Rewrite each of the rows below with "audit" changed to "review" everywhere and nothing else altered, leaving out the pictures.
────────────────────
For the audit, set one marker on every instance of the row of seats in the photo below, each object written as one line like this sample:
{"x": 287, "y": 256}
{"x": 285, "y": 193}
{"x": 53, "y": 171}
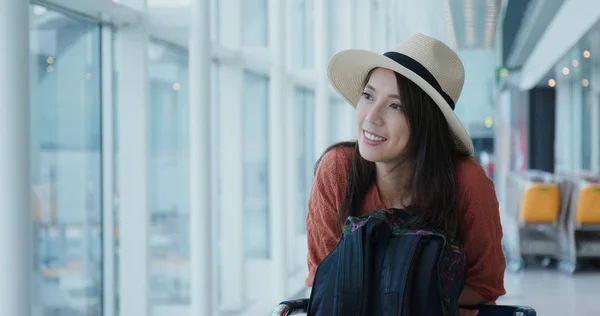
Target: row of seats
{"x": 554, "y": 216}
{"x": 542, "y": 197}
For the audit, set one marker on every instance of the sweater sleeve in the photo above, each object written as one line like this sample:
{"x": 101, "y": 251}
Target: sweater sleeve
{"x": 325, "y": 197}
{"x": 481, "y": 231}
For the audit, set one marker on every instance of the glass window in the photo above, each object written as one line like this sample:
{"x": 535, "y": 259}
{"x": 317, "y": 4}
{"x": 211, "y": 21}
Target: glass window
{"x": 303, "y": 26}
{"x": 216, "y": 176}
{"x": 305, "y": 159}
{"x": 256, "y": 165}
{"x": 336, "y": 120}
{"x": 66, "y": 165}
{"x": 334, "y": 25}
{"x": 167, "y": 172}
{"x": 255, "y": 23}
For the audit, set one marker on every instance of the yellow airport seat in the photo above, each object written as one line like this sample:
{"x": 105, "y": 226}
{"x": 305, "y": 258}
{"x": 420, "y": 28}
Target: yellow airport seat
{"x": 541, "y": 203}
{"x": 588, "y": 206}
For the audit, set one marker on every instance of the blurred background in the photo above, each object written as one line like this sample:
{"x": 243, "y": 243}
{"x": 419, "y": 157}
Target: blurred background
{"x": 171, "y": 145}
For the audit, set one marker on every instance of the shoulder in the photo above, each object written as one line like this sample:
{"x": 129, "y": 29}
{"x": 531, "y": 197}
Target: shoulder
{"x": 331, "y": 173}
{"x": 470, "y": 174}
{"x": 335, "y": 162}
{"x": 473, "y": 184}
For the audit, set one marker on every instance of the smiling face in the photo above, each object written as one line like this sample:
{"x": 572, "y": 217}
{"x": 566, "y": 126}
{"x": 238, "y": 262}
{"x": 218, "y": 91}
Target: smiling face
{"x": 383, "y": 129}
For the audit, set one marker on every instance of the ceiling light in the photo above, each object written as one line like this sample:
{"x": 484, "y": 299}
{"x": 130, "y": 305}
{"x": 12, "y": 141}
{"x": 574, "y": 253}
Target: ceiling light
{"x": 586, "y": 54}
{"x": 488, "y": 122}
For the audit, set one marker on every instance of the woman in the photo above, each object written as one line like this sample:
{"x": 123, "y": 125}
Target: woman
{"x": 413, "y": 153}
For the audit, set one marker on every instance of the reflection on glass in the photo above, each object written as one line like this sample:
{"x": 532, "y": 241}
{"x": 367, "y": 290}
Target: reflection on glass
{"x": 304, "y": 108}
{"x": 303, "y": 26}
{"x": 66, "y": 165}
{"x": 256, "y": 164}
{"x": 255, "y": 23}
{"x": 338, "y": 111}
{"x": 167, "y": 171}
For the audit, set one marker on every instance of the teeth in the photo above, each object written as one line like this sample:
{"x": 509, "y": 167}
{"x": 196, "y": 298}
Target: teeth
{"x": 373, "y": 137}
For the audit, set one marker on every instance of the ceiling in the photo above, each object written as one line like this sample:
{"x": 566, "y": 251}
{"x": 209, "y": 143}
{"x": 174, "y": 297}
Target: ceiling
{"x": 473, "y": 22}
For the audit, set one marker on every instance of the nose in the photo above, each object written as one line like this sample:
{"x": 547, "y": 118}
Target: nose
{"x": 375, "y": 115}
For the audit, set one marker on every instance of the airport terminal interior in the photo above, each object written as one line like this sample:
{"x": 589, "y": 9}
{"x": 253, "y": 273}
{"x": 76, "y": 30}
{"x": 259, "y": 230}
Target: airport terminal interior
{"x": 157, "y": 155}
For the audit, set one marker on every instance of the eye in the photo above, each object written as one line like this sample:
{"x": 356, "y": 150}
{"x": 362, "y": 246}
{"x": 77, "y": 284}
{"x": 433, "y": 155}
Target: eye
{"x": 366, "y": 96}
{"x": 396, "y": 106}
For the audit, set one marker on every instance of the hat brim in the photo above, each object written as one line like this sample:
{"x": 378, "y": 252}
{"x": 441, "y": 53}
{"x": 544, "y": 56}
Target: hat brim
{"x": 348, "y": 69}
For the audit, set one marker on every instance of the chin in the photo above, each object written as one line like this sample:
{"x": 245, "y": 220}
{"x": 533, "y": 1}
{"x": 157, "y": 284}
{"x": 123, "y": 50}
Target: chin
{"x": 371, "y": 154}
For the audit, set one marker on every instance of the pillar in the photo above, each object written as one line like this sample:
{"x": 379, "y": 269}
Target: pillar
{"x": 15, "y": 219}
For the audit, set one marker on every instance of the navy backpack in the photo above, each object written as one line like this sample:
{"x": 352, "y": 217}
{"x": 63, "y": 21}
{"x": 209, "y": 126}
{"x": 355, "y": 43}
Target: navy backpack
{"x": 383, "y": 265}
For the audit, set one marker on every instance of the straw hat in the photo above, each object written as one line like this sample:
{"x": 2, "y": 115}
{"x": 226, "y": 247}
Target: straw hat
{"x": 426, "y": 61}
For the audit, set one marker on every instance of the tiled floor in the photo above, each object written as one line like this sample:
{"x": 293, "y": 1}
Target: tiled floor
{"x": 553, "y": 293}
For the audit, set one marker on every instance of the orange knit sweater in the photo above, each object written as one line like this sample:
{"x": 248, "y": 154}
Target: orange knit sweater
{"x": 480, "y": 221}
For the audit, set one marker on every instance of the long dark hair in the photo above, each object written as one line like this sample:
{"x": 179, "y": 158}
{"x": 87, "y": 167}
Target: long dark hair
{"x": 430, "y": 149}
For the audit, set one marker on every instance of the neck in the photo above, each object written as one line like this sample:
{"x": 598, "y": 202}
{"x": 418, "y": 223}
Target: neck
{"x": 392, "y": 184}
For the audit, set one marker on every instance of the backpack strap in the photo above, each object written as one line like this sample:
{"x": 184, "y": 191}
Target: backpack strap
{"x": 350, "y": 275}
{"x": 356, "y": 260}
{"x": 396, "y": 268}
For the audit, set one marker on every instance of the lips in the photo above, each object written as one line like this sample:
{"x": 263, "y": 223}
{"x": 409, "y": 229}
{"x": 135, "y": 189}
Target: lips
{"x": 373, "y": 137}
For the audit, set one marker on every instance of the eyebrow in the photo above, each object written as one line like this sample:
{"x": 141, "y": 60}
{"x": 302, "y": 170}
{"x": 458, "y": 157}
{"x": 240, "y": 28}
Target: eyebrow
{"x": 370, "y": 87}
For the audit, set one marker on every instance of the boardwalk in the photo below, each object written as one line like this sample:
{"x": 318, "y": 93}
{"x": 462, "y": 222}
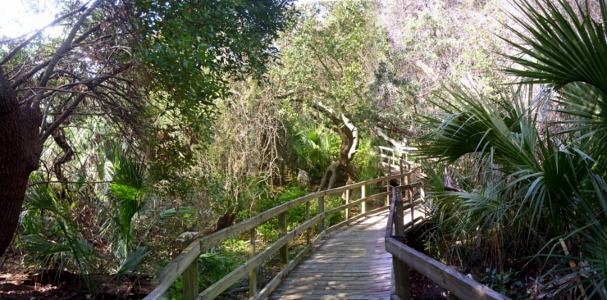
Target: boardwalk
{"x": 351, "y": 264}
────────────────────
Result of the exercise
For the review, set one marker on every instance of the row of seats in the photo below, each object written as one line like this sample:
{"x": 287, "y": 256}
{"x": 285, "y": 193}
{"x": 53, "y": 171}
Target: row of seats
{"x": 554, "y": 216}
{"x": 542, "y": 197}
For the review, set one marker on every instance of the sweater sleeve in the photo above, each object written as one line like this sample:
{"x": 101, "y": 251}
Target: sweater sleeve
{"x": 325, "y": 197}
{"x": 481, "y": 231}
For the review, set one marker on every instance of the glass window in the photo above, each object written as one line like this sample:
{"x": 535, "y": 259}
{"x": 317, "y": 4}
{"x": 211, "y": 21}
Target: glass window
{"x": 303, "y": 26}
{"x": 216, "y": 176}
{"x": 305, "y": 159}
{"x": 256, "y": 165}
{"x": 336, "y": 120}
{"x": 66, "y": 165}
{"x": 334, "y": 25}
{"x": 167, "y": 172}
{"x": 255, "y": 23}
For the review, set one marker on every instance of the yellow airport seat in the photo above, each object written as one line like this sample:
{"x": 105, "y": 226}
{"x": 305, "y": 258}
{"x": 420, "y": 28}
Target: yellow airport seat
{"x": 541, "y": 203}
{"x": 588, "y": 206}
For the review, set one marker on every instance of the blurred background in the photo above, each object written as one line like this sample:
{"x": 243, "y": 243}
{"x": 419, "y": 157}
Target: blurred background
{"x": 171, "y": 145}
For the review, set one marker on every instance of the shoulder in the photo above, each object written as one line like this sample:
{"x": 129, "y": 29}
{"x": 531, "y": 197}
Target: shoulder
{"x": 331, "y": 173}
{"x": 470, "y": 174}
{"x": 335, "y": 162}
{"x": 473, "y": 184}
For the review, set one marker on every instance of the smiling face in the photo above, each object written as one line like this sample:
{"x": 572, "y": 217}
{"x": 566, "y": 126}
{"x": 238, "y": 262}
{"x": 218, "y": 91}
Target: smiling face
{"x": 383, "y": 129}
For the review, set one marker on every instance of the ceiling light in the photo above, each object written as one line like this sample:
{"x": 484, "y": 299}
{"x": 130, "y": 305}
{"x": 12, "y": 141}
{"x": 574, "y": 253}
Target: ceiling light
{"x": 586, "y": 54}
{"x": 488, "y": 122}
For the review, set one marker on every instance of the woman in the photo above, each object written as one line like this sample:
{"x": 123, "y": 125}
Target: woman
{"x": 413, "y": 153}
For the review, set one marker on every instance of the reflection on glass in the photo above, each object written as one line like this sample:
{"x": 532, "y": 241}
{"x": 367, "y": 290}
Target: reflection on glass
{"x": 304, "y": 108}
{"x": 303, "y": 26}
{"x": 66, "y": 165}
{"x": 256, "y": 164}
{"x": 255, "y": 23}
{"x": 338, "y": 111}
{"x": 167, "y": 171}
For the review, set one marker on every instance of the teeth in the photo above, each object written as one line like this sample:
{"x": 509, "y": 167}
{"x": 196, "y": 298}
Target: teeth
{"x": 373, "y": 137}
For the review, set one marker on every instance of the ceiling in the photo above, each object written as one line like this sample:
{"x": 566, "y": 251}
{"x": 209, "y": 143}
{"x": 174, "y": 297}
Target: ceiling
{"x": 473, "y": 22}
For the review, set one marker on every instance of the nose in the photo above, each object written as one line like this sample:
{"x": 547, "y": 118}
Target: nose
{"x": 375, "y": 115}
For the review, set one marker on every instance of the airport terminal interior in the photo above, each object written as one line like this sample:
{"x": 589, "y": 9}
{"x": 253, "y": 273}
{"x": 76, "y": 30}
{"x": 259, "y": 230}
Target: airport terminal interior
{"x": 157, "y": 155}
For the review, set one marker on every instance of the eye in the photo above, each object written as one line like this sample:
{"x": 356, "y": 150}
{"x": 362, "y": 246}
{"x": 77, "y": 284}
{"x": 433, "y": 155}
Target: eye
{"x": 366, "y": 96}
{"x": 396, "y": 106}
For the review, set one marker on every instance of the hat brim in the photo above, each object written as one line like this sample:
{"x": 378, "y": 252}
{"x": 441, "y": 53}
{"x": 544, "y": 56}
Target: hat brim
{"x": 348, "y": 69}
For the review, set one marker on every instance of the chin in the photo above, each object written as one line like this sample:
{"x": 245, "y": 220}
{"x": 533, "y": 1}
{"x": 157, "y": 284}
{"x": 123, "y": 50}
Target: chin
{"x": 371, "y": 154}
For the review, set one marker on every instance of the pillar in the photo above, each object written as one line like this sample:
{"x": 379, "y": 269}
Target: pillar
{"x": 15, "y": 219}
For the review, set one marker on every instance of the navy backpack in the photo above, each object written as one line like this sample:
{"x": 352, "y": 217}
{"x": 63, "y": 21}
{"x": 209, "y": 126}
{"x": 355, "y": 43}
Target: navy backpack
{"x": 383, "y": 265}
For the review, set one marker on every instance of the straw hat in the photo above, each object written as one line like this sample:
{"x": 2, "y": 115}
{"x": 226, "y": 247}
Target: straw hat
{"x": 426, "y": 61}
For the review, set one marker on every instance of the tiled floor in the photo above, each object written as one line like this sample:
{"x": 293, "y": 1}
Target: tiled floor
{"x": 553, "y": 293}
For the review, set one marker on every instance of the orange knit sweater in the photo above, each object written as one line like this sample:
{"x": 248, "y": 154}
Target: orange knit sweater
{"x": 480, "y": 221}
For the review, set one marker on every instance of the long dark hair in the photo above, each object written as one line like this sample:
{"x": 179, "y": 158}
{"x": 87, "y": 167}
Target: long dark hair
{"x": 430, "y": 149}
For the review, set one marker on every instance of the neck in the photo above, each object written as one line like this sample:
{"x": 598, "y": 202}
{"x": 418, "y": 223}
Target: neck
{"x": 392, "y": 184}
For the review, set one marker on every instance of the backpack strap in the photo above, each object written as one line like this sample:
{"x": 184, "y": 191}
Target: backpack strap
{"x": 350, "y": 275}
{"x": 356, "y": 260}
{"x": 396, "y": 268}
For the review, set one marker on every instance of the lips in the photo above, each object written as one line like this sample:
{"x": 263, "y": 223}
{"x": 409, "y": 229}
{"x": 135, "y": 189}
Target: lips
{"x": 373, "y": 137}
For the review, set one marker on every instance of the eyebrow in the photo above, each object written as one line like this sample:
{"x": 141, "y": 60}
{"x": 302, "y": 170}
{"x": 458, "y": 157}
{"x": 240, "y": 28}
Target: eyebrow
{"x": 370, "y": 87}
For the review, set one marker on every instance of the boardwalk in the photo below, each object written as one line like this sample:
{"x": 318, "y": 93}
{"x": 462, "y": 222}
Target: boardwalk
{"x": 351, "y": 264}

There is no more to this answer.